_Short task_
Starting at the line that contains "the dark teal" and continuing through the end of the records, reproduce those lines with "pillar side" swapped out for "column face" and nothing else changed.

A block of data:
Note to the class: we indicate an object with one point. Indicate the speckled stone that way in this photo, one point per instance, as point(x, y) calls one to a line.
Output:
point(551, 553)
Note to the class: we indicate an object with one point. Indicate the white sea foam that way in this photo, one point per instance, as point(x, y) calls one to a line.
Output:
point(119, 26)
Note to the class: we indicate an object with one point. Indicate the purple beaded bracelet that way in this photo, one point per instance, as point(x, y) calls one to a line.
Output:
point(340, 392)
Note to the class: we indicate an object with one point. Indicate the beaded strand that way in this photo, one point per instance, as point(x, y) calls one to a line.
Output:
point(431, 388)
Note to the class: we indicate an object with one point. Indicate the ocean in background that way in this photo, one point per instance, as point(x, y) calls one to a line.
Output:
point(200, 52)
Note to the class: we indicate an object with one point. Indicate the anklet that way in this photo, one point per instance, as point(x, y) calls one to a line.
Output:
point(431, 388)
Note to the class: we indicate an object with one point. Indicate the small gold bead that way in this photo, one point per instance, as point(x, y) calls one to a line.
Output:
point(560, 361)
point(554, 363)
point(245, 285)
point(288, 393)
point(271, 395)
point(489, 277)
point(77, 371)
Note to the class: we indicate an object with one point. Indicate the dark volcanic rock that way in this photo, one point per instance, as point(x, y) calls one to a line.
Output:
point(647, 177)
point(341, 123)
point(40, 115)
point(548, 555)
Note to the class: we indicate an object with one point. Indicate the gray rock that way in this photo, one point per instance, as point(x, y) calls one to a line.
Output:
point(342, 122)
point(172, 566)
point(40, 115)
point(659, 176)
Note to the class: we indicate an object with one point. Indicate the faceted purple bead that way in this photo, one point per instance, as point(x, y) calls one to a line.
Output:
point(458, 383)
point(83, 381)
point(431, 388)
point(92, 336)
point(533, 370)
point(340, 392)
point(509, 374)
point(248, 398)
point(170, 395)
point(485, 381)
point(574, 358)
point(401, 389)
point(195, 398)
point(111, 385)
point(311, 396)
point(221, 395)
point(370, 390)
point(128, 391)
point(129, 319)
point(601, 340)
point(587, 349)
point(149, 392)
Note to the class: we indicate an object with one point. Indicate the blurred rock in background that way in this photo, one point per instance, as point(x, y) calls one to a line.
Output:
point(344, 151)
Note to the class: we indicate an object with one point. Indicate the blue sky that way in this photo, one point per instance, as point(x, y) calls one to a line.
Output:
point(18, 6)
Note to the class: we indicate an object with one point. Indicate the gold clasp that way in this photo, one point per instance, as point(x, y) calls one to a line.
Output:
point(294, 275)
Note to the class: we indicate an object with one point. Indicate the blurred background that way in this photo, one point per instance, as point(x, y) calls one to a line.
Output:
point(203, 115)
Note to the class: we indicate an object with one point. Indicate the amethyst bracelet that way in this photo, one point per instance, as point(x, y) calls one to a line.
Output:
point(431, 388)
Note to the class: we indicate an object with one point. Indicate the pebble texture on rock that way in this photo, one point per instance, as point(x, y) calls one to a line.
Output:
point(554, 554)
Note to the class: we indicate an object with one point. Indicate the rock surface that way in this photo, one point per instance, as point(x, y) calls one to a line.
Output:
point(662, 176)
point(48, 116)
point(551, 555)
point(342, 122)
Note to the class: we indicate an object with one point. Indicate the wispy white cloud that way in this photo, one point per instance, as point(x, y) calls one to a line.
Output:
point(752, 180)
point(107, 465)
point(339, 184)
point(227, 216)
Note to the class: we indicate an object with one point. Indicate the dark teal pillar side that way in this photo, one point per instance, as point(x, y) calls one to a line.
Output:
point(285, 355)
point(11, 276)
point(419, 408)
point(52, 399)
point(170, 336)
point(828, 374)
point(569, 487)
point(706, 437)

_Result of this task_
Note to the class: we indicate an object with one point. Indicate the dark teal column face that way in this photo, one point per instance, as point(x, y) calls one to a line.
Output:
point(285, 355)
point(11, 276)
point(419, 408)
point(52, 399)
point(170, 336)
point(828, 374)
point(569, 487)
point(706, 437)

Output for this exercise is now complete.